* BEGIN Provided entries *

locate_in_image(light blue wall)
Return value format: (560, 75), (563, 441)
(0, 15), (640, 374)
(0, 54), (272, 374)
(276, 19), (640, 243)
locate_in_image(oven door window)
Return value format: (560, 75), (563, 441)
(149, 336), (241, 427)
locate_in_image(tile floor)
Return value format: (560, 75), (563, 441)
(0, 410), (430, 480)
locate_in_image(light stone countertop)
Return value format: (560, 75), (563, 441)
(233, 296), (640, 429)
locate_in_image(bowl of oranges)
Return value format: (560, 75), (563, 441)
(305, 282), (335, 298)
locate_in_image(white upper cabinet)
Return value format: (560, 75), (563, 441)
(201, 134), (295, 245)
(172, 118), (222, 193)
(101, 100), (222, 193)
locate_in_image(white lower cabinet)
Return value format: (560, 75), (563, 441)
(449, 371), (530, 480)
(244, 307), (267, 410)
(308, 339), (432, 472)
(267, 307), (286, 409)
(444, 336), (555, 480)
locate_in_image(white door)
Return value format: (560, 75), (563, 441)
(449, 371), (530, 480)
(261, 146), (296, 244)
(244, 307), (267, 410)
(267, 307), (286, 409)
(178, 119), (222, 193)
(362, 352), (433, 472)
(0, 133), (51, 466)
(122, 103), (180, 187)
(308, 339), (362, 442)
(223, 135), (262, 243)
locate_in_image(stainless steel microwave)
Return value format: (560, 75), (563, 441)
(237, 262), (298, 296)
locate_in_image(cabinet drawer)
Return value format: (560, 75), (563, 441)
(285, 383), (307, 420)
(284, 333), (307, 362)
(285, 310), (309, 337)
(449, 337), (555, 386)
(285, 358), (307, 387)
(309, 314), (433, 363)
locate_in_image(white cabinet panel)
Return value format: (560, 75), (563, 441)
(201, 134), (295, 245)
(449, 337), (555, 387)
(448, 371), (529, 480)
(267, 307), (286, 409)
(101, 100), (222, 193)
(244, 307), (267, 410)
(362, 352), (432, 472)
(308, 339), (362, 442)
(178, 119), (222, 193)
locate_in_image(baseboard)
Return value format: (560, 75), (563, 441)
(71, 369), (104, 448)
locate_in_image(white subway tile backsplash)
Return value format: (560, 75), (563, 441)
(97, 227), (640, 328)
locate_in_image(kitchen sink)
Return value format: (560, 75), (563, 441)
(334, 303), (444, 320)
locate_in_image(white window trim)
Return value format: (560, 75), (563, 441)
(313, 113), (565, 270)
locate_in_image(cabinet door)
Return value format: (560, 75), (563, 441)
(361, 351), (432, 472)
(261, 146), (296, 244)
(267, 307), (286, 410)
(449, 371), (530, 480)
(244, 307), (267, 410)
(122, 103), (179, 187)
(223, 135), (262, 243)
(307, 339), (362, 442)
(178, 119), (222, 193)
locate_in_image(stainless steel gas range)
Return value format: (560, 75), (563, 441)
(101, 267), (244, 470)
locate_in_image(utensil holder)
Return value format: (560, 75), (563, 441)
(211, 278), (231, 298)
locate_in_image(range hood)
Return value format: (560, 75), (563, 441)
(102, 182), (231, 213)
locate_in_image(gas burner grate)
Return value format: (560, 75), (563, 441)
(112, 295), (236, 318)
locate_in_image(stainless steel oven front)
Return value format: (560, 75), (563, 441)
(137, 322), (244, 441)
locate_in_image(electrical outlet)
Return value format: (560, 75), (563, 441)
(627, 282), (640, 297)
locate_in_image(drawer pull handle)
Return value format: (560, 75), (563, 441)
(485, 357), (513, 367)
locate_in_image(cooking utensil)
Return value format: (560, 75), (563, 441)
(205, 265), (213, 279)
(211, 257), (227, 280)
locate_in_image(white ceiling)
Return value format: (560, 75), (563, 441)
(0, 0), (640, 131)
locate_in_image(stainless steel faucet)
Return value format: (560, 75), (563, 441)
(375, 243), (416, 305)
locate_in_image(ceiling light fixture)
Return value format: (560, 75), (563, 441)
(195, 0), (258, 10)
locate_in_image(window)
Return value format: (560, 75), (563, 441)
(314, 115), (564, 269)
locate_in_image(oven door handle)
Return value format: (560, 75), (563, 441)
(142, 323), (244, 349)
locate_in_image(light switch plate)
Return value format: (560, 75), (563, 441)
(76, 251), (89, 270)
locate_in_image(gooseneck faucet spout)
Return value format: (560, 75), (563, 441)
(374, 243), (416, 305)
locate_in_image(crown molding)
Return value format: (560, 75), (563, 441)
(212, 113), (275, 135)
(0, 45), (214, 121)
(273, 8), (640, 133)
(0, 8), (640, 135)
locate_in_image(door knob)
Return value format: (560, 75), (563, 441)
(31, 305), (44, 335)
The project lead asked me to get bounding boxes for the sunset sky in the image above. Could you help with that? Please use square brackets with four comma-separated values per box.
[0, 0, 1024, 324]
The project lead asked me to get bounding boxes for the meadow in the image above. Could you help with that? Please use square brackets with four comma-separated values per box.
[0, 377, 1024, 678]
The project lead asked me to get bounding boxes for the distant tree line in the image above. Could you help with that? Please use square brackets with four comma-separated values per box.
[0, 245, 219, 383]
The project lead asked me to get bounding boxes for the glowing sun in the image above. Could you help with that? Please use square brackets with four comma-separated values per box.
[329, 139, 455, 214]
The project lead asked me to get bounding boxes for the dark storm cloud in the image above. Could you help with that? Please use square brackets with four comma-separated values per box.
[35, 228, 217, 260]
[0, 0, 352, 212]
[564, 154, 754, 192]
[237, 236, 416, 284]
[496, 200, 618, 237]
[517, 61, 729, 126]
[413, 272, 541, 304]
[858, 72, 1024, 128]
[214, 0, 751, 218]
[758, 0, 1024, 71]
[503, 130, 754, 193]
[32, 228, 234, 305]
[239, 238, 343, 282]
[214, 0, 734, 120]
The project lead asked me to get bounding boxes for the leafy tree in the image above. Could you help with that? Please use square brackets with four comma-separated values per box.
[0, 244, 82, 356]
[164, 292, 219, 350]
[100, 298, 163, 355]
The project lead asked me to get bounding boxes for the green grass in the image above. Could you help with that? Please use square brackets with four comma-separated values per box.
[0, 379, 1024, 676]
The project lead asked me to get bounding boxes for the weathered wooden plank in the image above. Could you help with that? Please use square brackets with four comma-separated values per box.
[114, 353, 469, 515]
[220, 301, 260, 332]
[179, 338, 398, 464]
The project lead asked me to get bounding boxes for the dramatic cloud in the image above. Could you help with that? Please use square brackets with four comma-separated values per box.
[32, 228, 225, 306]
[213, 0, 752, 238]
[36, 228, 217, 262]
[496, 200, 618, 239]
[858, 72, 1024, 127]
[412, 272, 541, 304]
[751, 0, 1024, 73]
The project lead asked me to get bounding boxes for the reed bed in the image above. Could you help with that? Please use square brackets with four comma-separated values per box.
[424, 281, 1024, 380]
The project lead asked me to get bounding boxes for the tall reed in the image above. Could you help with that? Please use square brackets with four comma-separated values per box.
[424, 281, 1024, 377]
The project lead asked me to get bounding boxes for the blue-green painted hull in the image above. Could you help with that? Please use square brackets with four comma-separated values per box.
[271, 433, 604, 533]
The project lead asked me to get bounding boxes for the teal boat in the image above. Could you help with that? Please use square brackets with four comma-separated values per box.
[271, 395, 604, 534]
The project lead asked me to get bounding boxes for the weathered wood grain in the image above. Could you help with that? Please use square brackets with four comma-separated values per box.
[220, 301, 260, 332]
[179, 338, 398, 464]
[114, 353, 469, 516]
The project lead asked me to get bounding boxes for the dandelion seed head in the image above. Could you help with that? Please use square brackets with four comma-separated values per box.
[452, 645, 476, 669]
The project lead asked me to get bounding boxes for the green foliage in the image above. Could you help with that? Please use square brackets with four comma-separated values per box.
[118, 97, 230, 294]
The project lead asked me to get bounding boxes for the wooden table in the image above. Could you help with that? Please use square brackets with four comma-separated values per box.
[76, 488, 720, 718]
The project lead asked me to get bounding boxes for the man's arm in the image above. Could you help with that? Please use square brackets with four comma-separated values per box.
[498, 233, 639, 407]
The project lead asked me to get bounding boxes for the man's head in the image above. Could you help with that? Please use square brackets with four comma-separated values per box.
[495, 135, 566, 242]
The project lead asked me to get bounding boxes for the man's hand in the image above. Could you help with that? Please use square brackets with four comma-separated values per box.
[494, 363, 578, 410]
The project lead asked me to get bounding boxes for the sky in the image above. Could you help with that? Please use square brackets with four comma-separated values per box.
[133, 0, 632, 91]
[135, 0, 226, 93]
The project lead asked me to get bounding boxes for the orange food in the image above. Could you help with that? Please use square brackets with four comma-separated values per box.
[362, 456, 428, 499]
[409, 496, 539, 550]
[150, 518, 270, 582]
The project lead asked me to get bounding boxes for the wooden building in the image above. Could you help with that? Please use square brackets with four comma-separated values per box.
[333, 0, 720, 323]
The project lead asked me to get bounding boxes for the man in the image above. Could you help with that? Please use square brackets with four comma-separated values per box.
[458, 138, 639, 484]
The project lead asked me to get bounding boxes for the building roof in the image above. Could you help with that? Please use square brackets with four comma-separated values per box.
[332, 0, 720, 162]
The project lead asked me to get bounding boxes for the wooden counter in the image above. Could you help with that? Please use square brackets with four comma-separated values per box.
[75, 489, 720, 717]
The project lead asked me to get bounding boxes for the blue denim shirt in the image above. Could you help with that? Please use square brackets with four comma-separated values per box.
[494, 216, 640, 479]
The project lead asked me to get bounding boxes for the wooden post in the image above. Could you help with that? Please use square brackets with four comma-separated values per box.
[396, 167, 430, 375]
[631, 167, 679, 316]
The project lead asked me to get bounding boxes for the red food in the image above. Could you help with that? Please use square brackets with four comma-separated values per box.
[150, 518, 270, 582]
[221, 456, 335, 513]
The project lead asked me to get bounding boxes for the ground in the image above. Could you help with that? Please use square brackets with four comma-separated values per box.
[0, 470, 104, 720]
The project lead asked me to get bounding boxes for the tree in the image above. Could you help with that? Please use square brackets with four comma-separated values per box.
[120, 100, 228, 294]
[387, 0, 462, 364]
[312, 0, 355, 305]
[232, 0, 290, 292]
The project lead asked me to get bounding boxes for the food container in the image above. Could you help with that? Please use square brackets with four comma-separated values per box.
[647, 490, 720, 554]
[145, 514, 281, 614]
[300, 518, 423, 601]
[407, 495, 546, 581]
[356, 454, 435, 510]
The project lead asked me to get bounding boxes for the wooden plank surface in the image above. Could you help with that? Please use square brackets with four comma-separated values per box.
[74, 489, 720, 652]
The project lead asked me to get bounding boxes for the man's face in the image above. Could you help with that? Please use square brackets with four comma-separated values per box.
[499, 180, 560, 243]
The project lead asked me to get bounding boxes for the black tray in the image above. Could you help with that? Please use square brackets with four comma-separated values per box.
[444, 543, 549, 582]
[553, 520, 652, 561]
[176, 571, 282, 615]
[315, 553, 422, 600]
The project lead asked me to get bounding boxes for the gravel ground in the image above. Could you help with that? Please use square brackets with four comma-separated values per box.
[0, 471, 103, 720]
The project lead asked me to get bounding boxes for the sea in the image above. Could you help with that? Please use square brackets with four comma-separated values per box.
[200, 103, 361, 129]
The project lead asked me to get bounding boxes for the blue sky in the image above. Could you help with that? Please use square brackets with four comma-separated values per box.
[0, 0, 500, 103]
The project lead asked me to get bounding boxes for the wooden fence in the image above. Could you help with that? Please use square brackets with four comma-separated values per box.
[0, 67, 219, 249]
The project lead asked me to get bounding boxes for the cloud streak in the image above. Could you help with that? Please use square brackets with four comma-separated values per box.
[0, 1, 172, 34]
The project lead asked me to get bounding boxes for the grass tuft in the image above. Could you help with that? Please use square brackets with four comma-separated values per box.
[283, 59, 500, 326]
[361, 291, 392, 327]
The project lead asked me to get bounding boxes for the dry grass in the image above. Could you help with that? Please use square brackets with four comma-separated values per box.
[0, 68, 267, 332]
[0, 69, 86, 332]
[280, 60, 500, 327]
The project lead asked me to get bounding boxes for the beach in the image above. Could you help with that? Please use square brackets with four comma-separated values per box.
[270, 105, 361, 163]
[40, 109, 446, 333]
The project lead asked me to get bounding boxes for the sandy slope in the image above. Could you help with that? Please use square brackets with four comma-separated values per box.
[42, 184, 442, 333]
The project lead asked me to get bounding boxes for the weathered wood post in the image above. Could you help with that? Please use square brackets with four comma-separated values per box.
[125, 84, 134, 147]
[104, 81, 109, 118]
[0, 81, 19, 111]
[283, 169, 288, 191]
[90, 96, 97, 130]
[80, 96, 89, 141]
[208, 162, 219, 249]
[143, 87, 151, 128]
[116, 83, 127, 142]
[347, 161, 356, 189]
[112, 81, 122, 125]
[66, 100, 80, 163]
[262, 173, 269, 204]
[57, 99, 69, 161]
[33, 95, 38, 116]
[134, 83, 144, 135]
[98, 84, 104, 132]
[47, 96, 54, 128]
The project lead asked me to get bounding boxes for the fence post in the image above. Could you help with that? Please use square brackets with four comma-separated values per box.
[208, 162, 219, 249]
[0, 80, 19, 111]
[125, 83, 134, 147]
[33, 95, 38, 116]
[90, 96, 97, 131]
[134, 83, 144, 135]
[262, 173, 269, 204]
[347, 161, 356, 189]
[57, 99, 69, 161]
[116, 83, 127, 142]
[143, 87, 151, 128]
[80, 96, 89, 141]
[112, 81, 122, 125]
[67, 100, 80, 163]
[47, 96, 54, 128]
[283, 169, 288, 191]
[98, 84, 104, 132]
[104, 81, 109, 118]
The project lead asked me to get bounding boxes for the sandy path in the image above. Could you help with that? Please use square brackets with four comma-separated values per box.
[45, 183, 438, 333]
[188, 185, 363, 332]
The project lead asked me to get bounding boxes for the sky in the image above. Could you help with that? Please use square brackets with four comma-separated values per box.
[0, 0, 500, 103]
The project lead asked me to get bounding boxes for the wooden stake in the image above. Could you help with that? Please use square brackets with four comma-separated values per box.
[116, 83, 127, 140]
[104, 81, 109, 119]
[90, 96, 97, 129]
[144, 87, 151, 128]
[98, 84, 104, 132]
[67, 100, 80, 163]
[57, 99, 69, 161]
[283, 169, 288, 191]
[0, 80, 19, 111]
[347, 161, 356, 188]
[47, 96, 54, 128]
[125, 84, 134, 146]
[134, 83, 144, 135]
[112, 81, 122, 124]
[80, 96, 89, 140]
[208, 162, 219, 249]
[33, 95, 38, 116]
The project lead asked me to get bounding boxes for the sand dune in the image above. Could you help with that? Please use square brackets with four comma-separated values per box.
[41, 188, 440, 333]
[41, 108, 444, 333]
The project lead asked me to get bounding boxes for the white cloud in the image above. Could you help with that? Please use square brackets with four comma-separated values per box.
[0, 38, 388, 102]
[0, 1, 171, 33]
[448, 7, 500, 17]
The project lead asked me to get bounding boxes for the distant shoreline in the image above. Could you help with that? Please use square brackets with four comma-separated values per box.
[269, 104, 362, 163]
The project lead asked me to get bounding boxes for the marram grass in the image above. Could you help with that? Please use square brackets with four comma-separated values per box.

* END Provided entries *

**Task instructions**
Could you put the lines starting at the one that contains "locate_in_image(drawer pull handle)" and ending at the one that contains "(211, 257), (227, 280)" into a JSON list of strings, with one string per line and blank lines left out?

**Result of this exercise**
[
  "locate_in_image(drawer pull handle)",
  "Return value format: (560, 75), (563, 441)",
  "(485, 357), (513, 367)",
  "locate_in_image(cooking utensil)",
  "Return value format: (560, 75), (563, 441)",
  "(205, 265), (213, 279)",
  "(211, 257), (227, 280)"
]